*TASK OBJECTIVE:* Each line in the records below that has the word "whole" should be copied.

········

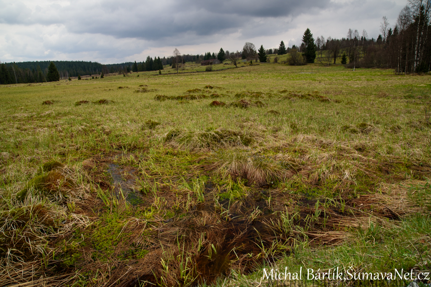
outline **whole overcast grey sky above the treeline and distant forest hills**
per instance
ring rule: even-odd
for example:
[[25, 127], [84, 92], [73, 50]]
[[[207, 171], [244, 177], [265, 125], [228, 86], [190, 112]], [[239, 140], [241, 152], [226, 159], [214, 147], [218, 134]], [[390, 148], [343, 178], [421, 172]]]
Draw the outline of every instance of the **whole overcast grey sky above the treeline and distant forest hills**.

········

*EXPECTED ANSWER:*
outline **whole overcast grey sky above the treeline and distant forest hills**
Draw the outline of every instance of the **whole overcast grey sky above the treeline and distant forest hills**.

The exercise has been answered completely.